:: Problem requirements ::
Please copy the material below word for word, keeping every line and leaving out the pictures.
╭──
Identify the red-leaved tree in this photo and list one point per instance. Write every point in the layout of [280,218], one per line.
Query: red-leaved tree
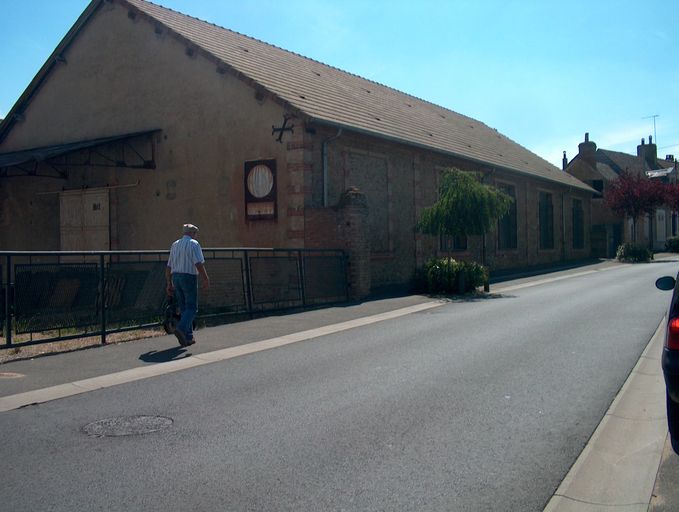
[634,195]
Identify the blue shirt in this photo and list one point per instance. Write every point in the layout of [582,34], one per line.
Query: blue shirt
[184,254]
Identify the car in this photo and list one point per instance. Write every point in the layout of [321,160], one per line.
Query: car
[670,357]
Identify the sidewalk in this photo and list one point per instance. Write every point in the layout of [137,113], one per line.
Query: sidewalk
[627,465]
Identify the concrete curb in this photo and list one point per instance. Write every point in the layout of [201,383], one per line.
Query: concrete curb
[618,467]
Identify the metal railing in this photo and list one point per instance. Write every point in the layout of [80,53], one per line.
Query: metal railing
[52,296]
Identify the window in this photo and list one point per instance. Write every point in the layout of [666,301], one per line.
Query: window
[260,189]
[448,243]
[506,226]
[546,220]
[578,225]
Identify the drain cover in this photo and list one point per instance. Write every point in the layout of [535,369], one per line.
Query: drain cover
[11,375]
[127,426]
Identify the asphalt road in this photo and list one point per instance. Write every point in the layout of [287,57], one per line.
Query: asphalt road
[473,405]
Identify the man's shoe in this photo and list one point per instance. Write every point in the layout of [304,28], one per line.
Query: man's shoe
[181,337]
╰──
:: Exercise solution ::
Identify the red-leaved tree in this photo and list one point per instance. Write every point in the layout of [280,218], one per line.
Query: red-leaved tree
[634,195]
Identify the blue shirt in this photo and list one point per instance. Write every point in the layout of [582,34], one per line.
Query: blue shirt
[184,254]
Identify the car in this photo and list one point per instance. Write every point in the layout of [321,160], one per line.
Query: car
[670,357]
Identify the sidewalk in this photo and list one point per instance. Write every point in the layout of [137,113], one per line.
Query: sidewalk
[627,465]
Identify the concrete curb in this photo and list one point per instance. Write every point in the layout of [201,383], one per line.
Query: concrete curb
[618,467]
Identify the metal railing in this photo and list one point per instance. Write every point in the layout of [80,53], one per line.
Query: metal railing
[52,296]
Identify the window in this photo and list one point per instance. Write every point in the layout of [666,301], one per line.
Query: window
[260,189]
[448,243]
[506,226]
[546,220]
[578,225]
Identify the drain cover in this photo and list one point per instance. Write every point in the layout of [535,369], one per line.
Query: drain cover
[11,375]
[127,426]
Identify the asphalt road in this photo and list one point per instance. Write every point in the layout of [287,57], one per line.
Query: asphalt road
[473,405]
Identify the man's shoe in this photo and list one point per instance. Write every point in the layout of [304,28], one per line.
Query: man's shoe
[181,337]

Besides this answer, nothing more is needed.